* _Directions_:
Lay out every line of the listing below as a numbered list, leaving out any blank lines.

* _Records for the task_:
# # #

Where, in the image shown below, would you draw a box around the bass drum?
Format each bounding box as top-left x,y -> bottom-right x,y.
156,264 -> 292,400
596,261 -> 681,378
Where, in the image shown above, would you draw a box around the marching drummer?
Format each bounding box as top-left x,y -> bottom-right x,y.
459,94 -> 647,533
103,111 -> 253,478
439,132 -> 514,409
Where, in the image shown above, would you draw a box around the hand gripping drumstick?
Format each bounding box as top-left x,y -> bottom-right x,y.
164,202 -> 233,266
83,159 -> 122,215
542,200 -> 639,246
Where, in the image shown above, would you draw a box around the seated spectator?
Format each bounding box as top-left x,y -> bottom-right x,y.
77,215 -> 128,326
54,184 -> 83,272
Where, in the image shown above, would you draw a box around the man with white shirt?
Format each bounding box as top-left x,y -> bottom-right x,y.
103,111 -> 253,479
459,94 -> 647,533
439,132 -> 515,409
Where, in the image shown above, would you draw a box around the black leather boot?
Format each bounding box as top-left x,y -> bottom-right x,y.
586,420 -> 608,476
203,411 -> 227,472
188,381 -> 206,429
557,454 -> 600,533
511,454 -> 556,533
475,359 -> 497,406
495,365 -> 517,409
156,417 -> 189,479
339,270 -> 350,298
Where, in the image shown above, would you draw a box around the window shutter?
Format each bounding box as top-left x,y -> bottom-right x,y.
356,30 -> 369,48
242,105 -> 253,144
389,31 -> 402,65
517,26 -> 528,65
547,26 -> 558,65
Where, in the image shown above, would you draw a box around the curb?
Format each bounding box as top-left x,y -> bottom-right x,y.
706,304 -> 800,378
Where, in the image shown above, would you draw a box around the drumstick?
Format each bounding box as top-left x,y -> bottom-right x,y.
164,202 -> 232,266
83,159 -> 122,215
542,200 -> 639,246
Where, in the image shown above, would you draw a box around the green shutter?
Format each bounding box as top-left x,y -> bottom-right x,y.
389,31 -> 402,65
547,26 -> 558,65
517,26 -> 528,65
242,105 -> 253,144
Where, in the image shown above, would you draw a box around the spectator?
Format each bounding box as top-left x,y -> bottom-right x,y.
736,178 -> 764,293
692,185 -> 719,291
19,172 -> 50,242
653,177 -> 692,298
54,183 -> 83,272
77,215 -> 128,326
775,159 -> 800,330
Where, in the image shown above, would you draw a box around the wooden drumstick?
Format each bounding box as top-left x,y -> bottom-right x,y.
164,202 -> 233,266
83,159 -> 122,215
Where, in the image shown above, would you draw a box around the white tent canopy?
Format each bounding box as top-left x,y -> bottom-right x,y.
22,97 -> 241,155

# # #

* _Task solution_:
1. Where, in the image shown below, would you draw a box around the bass drum?
2. Format each bounding box as top-left x,y -> bottom-right x,y.
3. 156,264 -> 292,400
4. 596,261 -> 681,378
5. Where, in the image shown above, would you draw a box around the marching drummer?
6. Format each bounding box as top-left x,y -> bottom-right x,y.
7. 459,94 -> 647,533
8. 103,111 -> 253,478
9. 439,132 -> 514,409
10. Where, in the image shown above, would you draw a box around the hand gripping drumstick?
11. Format each bounding box as top-left x,y -> bottom-right x,y.
12. 164,202 -> 233,266
13. 83,159 -> 122,215
14. 542,200 -> 639,246
15. Where, in the image shown above, would you draw a box around the seated spectator?
16. Format each bounding box as top-left x,y -> bottom-right x,y.
17. 77,215 -> 128,326
18. 54,184 -> 83,272
19. Where, in the image shown above, would you draw a box around the man with white shirt?
20. Format each bounding box as top-left x,y -> bottom-right x,y.
21. 103,111 -> 253,479
22. 459,94 -> 647,533
23. 439,132 -> 515,409
24. Where, in the image shown above, would you draw a box around the black leather boot?
25. Format each bounding box as top-left x,y -> bottom-right x,y.
26. 586,420 -> 608,476
27. 203,411 -> 227,472
28. 188,381 -> 206,429
29. 557,454 -> 600,533
30. 511,454 -> 556,533
31. 475,359 -> 497,406
32. 495,365 -> 517,409
33. 156,417 -> 189,479
34. 339,270 -> 350,298
35. Where, in the image shown above, would you draw a box around the window shutter?
36. Format each bounding box as top-left x,y -> bottom-right x,y.
37. 356,30 -> 369,48
38. 242,105 -> 253,144
39. 389,31 -> 402,65
40. 517,26 -> 528,65
41. 547,26 -> 558,65
42. Where, in the image shown above, would you draw a box around the curb?
43. Format each bounding box as top-left x,y -> bottom-right x,y.
44. 706,304 -> 800,378
45. Where, in the image shown above, would you draw a box around the drumstick?
46. Format each bounding box as top-left x,y -> bottom-right x,y.
47. 164,202 -> 232,266
48. 83,159 -> 122,215
49. 542,200 -> 639,246
50. Where, in the image shown above, would you draw a box around the green shutter?
51. Format each bounding box as top-left x,y -> bottom-right x,y.
52. 389,31 -> 402,65
53. 547,26 -> 558,65
54. 517,26 -> 528,65
55. 242,105 -> 253,144
56. Where, in the image shown above, would you draw a box around the spectator?
57. Format each bounding box as top-left x,y -> bottom-right x,y.
58. 736,178 -> 764,293
59. 692,185 -> 719,291
60. 19,172 -> 50,242
61. 653,177 -> 692,298
62. 54,183 -> 83,272
63. 77,215 -> 128,326
64. 775,159 -> 800,330
65. Where, in the image shown above, would you draw a box around the wooden drumstick?
66. Format each bounding box as top-left x,y -> bottom-right x,y.
67. 164,202 -> 233,266
68. 83,159 -> 122,215
69. Where, in the image shown above, would you draw a box around the white tent canopy?
70. Format each bounding box as top-left x,y -> bottom-right x,y.
71. 22,97 -> 241,155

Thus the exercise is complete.